**Aim of the task:** The goal is an unaltered copy of the records below, minus any images.

Natural language region descriptions:
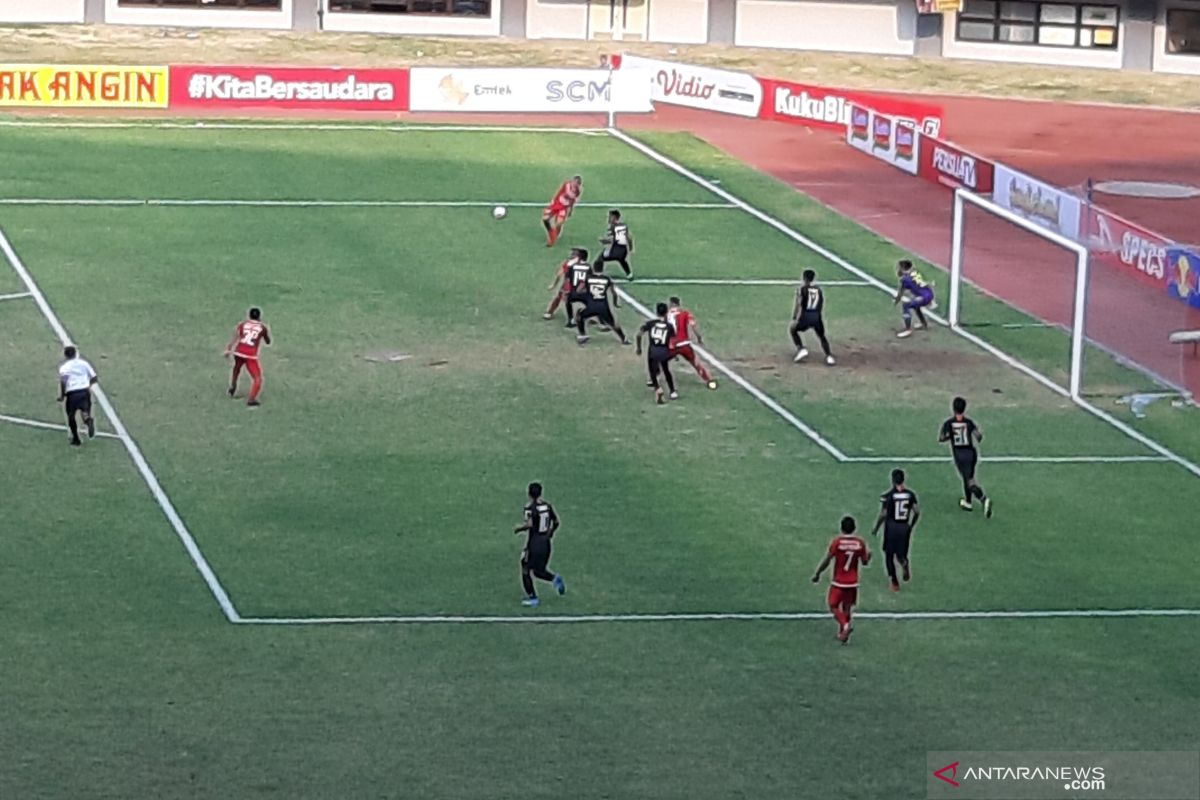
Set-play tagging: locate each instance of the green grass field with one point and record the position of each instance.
(375, 488)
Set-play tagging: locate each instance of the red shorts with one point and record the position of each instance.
(843, 596)
(685, 353)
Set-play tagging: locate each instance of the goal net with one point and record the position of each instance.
(1074, 312)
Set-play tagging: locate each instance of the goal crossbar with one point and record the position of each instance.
(1079, 305)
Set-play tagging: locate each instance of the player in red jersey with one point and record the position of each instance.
(568, 281)
(247, 337)
(846, 553)
(687, 329)
(555, 216)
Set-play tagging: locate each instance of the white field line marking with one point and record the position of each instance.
(49, 426)
(534, 618)
(757, 394)
(199, 125)
(739, 282)
(673, 166)
(1011, 459)
(267, 203)
(131, 446)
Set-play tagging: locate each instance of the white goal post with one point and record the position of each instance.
(961, 199)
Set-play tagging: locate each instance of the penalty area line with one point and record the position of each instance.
(49, 426)
(131, 446)
(268, 203)
(567, 619)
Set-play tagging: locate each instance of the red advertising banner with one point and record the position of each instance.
(1116, 241)
(831, 108)
(289, 88)
(945, 163)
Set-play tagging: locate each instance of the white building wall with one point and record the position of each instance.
(953, 48)
(678, 22)
(847, 26)
(41, 11)
(198, 17)
(1167, 61)
(556, 18)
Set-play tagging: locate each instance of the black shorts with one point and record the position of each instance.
(965, 461)
(615, 253)
(79, 401)
(600, 311)
(895, 541)
(537, 554)
(809, 322)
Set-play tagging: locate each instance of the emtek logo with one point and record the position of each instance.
(579, 91)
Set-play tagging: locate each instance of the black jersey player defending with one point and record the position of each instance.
(599, 304)
(963, 434)
(808, 313)
(658, 359)
(898, 517)
(540, 523)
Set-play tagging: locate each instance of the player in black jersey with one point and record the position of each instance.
(579, 275)
(808, 313)
(898, 517)
(540, 523)
(618, 244)
(963, 434)
(599, 304)
(658, 359)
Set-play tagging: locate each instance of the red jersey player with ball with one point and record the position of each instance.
(846, 552)
(559, 209)
(247, 337)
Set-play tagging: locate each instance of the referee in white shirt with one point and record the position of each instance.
(76, 378)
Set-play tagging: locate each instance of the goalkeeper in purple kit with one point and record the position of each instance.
(916, 293)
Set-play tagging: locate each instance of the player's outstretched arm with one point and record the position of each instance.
(822, 567)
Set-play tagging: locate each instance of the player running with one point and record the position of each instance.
(661, 335)
(540, 522)
(618, 244)
(247, 337)
(76, 379)
(600, 301)
(564, 281)
(919, 295)
(808, 313)
(898, 516)
(687, 328)
(963, 434)
(846, 553)
(555, 215)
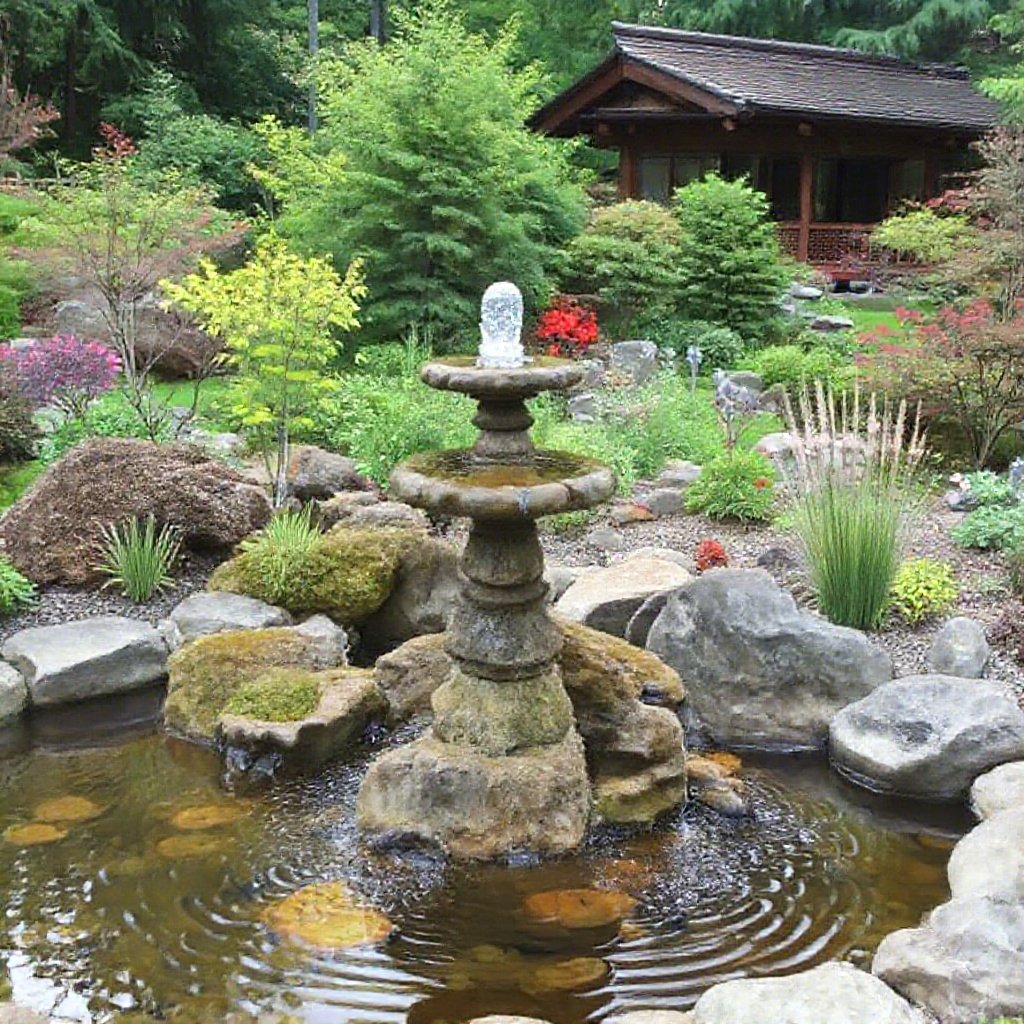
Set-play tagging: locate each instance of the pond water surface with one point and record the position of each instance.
(129, 910)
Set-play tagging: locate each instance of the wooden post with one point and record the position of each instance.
(628, 173)
(806, 205)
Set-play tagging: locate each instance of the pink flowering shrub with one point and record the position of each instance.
(65, 372)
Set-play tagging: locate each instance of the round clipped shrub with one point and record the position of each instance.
(924, 589)
(280, 695)
(735, 485)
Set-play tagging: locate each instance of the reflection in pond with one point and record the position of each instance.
(161, 896)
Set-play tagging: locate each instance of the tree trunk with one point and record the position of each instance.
(313, 49)
(378, 19)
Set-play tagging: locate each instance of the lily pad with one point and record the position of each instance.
(567, 976)
(206, 816)
(185, 847)
(34, 835)
(67, 809)
(579, 908)
(327, 916)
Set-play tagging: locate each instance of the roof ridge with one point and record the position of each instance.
(845, 54)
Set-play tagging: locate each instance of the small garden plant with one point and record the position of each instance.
(139, 558)
(924, 588)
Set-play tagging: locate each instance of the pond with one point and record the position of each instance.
(139, 906)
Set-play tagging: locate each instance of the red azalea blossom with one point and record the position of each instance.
(711, 554)
(567, 329)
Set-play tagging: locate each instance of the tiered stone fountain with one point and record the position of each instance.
(502, 769)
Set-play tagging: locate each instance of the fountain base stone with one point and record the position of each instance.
(476, 807)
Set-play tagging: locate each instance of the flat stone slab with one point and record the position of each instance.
(13, 693)
(86, 658)
(997, 791)
(833, 993)
(218, 611)
(606, 599)
(927, 736)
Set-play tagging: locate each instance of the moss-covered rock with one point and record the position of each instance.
(347, 574)
(207, 674)
(279, 695)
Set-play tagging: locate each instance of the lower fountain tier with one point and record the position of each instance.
(476, 807)
(460, 482)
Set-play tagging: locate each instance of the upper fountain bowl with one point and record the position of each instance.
(464, 375)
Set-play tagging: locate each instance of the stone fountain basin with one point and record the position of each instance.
(459, 482)
(463, 375)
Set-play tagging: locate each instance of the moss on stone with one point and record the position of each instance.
(347, 574)
(601, 671)
(280, 695)
(205, 675)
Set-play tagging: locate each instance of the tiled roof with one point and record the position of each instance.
(761, 75)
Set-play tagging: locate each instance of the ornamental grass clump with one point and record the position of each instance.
(853, 477)
(138, 557)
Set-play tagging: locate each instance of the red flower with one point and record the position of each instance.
(711, 554)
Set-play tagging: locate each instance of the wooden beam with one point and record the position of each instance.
(806, 206)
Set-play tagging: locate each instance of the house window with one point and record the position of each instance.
(659, 176)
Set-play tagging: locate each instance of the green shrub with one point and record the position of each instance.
(280, 695)
(627, 256)
(991, 526)
(16, 591)
(17, 431)
(346, 573)
(721, 347)
(138, 557)
(735, 485)
(729, 262)
(10, 313)
(924, 589)
(792, 367)
(109, 417)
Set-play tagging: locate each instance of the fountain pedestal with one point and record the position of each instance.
(502, 769)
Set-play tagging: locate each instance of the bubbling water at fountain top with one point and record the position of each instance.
(501, 328)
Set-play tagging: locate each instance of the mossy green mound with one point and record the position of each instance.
(347, 573)
(207, 674)
(280, 695)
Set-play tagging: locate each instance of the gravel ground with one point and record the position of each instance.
(984, 591)
(58, 604)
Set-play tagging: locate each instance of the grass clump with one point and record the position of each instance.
(138, 557)
(853, 478)
(345, 573)
(16, 591)
(280, 695)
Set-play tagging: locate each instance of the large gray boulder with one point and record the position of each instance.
(760, 672)
(989, 860)
(927, 736)
(13, 693)
(833, 993)
(964, 964)
(216, 611)
(86, 658)
(960, 648)
(606, 599)
(997, 791)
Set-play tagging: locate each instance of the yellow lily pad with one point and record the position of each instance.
(34, 835)
(67, 809)
(327, 916)
(579, 908)
(206, 816)
(185, 847)
(568, 976)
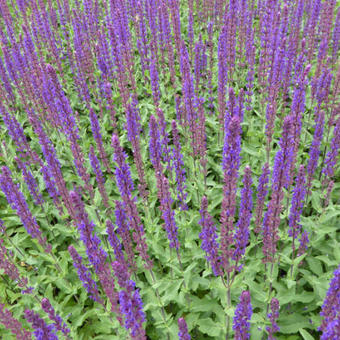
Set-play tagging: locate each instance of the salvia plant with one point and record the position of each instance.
(169, 169)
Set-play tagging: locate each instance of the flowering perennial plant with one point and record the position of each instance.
(161, 162)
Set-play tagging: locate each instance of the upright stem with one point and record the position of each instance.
(270, 285)
(228, 305)
(159, 300)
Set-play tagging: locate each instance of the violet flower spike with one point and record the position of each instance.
(273, 316)
(262, 191)
(209, 238)
(58, 322)
(299, 193)
(241, 236)
(12, 324)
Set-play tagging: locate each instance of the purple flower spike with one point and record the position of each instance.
(12, 324)
(58, 322)
(241, 235)
(273, 316)
(183, 330)
(242, 317)
(230, 165)
(262, 191)
(299, 193)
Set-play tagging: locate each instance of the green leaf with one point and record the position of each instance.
(305, 334)
(208, 326)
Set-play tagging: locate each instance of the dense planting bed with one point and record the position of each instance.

**Exercise response:**
Set-play tagging: locate each instance of the green grass field with one point and record the position of each instance.
(375, 488)
Set-play tagging: locate each instance of the red shorts with one point and record the position of each instance.
(843, 596)
(685, 353)
Set-play tagging: locate each instance of the goal net with one point and record the position of each instance.
(1074, 312)
Set-play tagging: locate each instance of the goal crossbar with one point and record the position of each instance.
(1079, 305)
Set-play tagging: locate each instance of the player in red jersey with one point and record the position of each instance.
(568, 281)
(247, 337)
(846, 553)
(687, 329)
(555, 216)
Set-play tagging: locate each instance of the white field line marking with one point and record the position of each instance.
(49, 426)
(534, 618)
(757, 394)
(199, 125)
(739, 282)
(673, 166)
(1011, 459)
(267, 203)
(131, 446)
Set-play tagging: locate each instance of the white goal post with one point and record the position of each instance.
(961, 199)
Set-play tagging: locate each instance of the penalty area line with one point and record the position of each instance.
(49, 426)
(131, 446)
(268, 203)
(567, 619)
Set-play tagging: locate each instance of the red advertising banner with one point and record the position of each instance.
(1116, 241)
(831, 108)
(289, 88)
(945, 163)
Set-play tagging: locate each instance of the white building wall with one point and record the position of each instance.
(953, 48)
(678, 22)
(847, 26)
(41, 11)
(198, 17)
(1167, 61)
(556, 18)
Set-play tagging: locate each instance of the black shorts with one point and record the position of each instance.
(965, 461)
(615, 253)
(79, 401)
(600, 311)
(895, 541)
(537, 554)
(809, 322)
Set-play tagging: locate each instance of the emtek logo with one point and record the position of each instance.
(579, 91)
Set-play tagging: locate each instance of the black jersey player defending with one point and record the position of each instance.
(599, 304)
(963, 434)
(808, 313)
(658, 359)
(898, 517)
(540, 523)
Set-play tagging: locate each instance of the player in black jersey with one point and record the position of each instance.
(579, 275)
(808, 313)
(898, 517)
(540, 523)
(618, 244)
(963, 434)
(599, 304)
(658, 359)
Set-play tagging: locate each instance of the red jersey player with ball with one point and record the position of each instance.
(846, 552)
(559, 209)
(247, 337)
Set-play tagging: locate each instance of the referee in white shirt with one point and record the position of each instance.
(76, 378)
Set-play tagging: locate each instance of the goalkeeper in purple kit with one point and record the position of each instance.
(916, 293)
Set-play tagging: locate each instance of the player's outstretched arm with one point and record the position of each instance.
(822, 567)
Set-play tagging: locate each instance of the player running with one point and record the position of each instance.
(661, 335)
(540, 522)
(618, 244)
(247, 337)
(76, 379)
(600, 301)
(564, 281)
(919, 295)
(808, 313)
(898, 516)
(687, 328)
(963, 434)
(846, 553)
(555, 215)
Set-play tagging: locate each instance of the pond water surface with one point and record the position of each instance.
(129, 910)
Set-play tagging: locate each instance of the wooden post with one point and record the position of each instance.
(628, 173)
(806, 205)
Set-play tagging: locate each instance of the pink flowering shrub with one point and record the position of each instance.
(65, 372)
Set-play tagging: locate each instance of the round clipped shrub with one point and record the position of each instance.
(924, 589)
(280, 695)
(735, 485)
Set-play tagging: locate each instance of the reflection in pond with one point and record the position of each instance.
(161, 896)
Set-play tagging: locate each instance of the tree trunk with one point and record the position of each instance.
(313, 49)
(378, 19)
Set-play tagging: locate each instance of the lily pad with one point and record the position of each instance.
(567, 976)
(206, 816)
(185, 847)
(34, 835)
(67, 809)
(579, 908)
(327, 916)
Set-play tagging: locate each instance of the roof ridge with one point and record the position of each instance.
(845, 54)
Set-play tagging: locate each instance of the small garden plant with one point and record the position of each instance.
(139, 558)
(924, 588)
Set-play tagging: locate each instance of the pond with one point and record the position of each instance.
(139, 906)
Set-play tagging: locate each instance of the red azalea blossom with one point and record the position of each instance.
(711, 554)
(567, 329)
Set-play tagging: locate each instance of the tiered stone fountain with one point and record the position of each instance.
(502, 769)
Set-play tagging: locate each instance of the fountain base stone with one point and record the position of each instance.
(476, 807)
Set-play tagging: locate each instance of the flat stone slab with one point and record the position of each instance.
(13, 693)
(86, 658)
(997, 791)
(833, 993)
(218, 611)
(606, 599)
(927, 736)
Set-play tagging: locate each instance of the moss-covered rock with one point and record the position of each instance.
(347, 574)
(207, 674)
(279, 695)
Set-play tagging: locate each instance of the lower fountain tier with one point and record the position of each instance.
(476, 807)
(460, 482)
Set-play tagging: locate each instance of the upper fountain bowl with one point and record the position of each instance.
(464, 375)
Set-play tagging: locate each instance of the stone fountain basin with one point and record the position of each instance.
(459, 482)
(463, 375)
Set-play tagging: locate each instance of the moss on stone with one point and record the position of each instance.
(347, 574)
(601, 671)
(280, 695)
(205, 675)
Set-play tagging: locate each instance of the tiled roof with one point and record the position of each instance.
(761, 75)
Set-play tagging: locate each instance of the ornamental grass clump with one point and record the position of each instance.
(853, 477)
(138, 557)
Set-play tagging: locate each instance of the red flower with one point and record the position of each instance.
(711, 554)
Set-play tagging: locate each instance of the wooden beam with one point and record the position of each instance.
(806, 206)
Set-play tagging: locate each instance of the house window with one point and record the position of each instance.
(659, 176)
Set-play tagging: locate each instance of the green shrub with one point and record the position of each instance.
(280, 695)
(627, 256)
(991, 526)
(16, 591)
(17, 431)
(346, 573)
(721, 347)
(138, 557)
(735, 485)
(729, 262)
(10, 313)
(924, 589)
(792, 367)
(109, 417)
Set-play tagging: locate each instance of the fountain pedestal with one point and record the position of each instance.
(502, 769)
Set-play tagging: locate each instance of the bubbling water at fountain top with one point and record the position of each instance.
(501, 328)
Set-play tagging: locate each instance of the mossy green mound with one point and record the position of each instance.
(347, 573)
(207, 674)
(280, 695)
Set-play tagging: locate each instance of the gravel ground with one point and record the position of each instance.
(984, 591)
(58, 604)
Set-play tagging: locate each instance of the grass clump with one point and record the position of each instance.
(138, 557)
(853, 478)
(345, 573)
(16, 591)
(280, 695)
Set-play tagging: locate each instance of the large gray boulder with one point and record the position of each instance.
(760, 672)
(989, 860)
(927, 736)
(13, 693)
(833, 993)
(964, 964)
(216, 611)
(86, 658)
(960, 648)
(606, 599)
(997, 791)
Set-play tagging: locate each instance of the yellow lily pad with one point and record the position of each instance.
(34, 835)
(67, 809)
(327, 916)
(579, 908)
(206, 816)
(185, 847)
(568, 976)
Set-play tagging: locate each instance of the salvia plant with one point and record the position of each instance.
(169, 169)
Set-play tagging: locate each instance of the flowering perennial plant with one point and record the position of each instance.
(161, 162)
Set-play tagging: locate each instance of the upright stem with one point and record the position of each instance.
(270, 285)
(228, 305)
(159, 300)
Set-play tagging: locate each instance of the violet flower spike with one point and record the position of each instance.
(273, 316)
(262, 191)
(209, 238)
(58, 322)
(299, 193)
(241, 236)
(12, 324)
Set-play tagging: locate each instance of the purple flower spike with one point and record the position of each instance.
(12, 324)
(58, 322)
(241, 235)
(273, 316)
(183, 330)
(242, 317)
(230, 165)
(262, 191)
(299, 193)
Set-play tagging: locate each instance of the green leaf with one point and record the position of each instance.
(305, 334)
(208, 326)
Set-play tagging: locate each instance of the dense planting bed with one point and record the position of each instance.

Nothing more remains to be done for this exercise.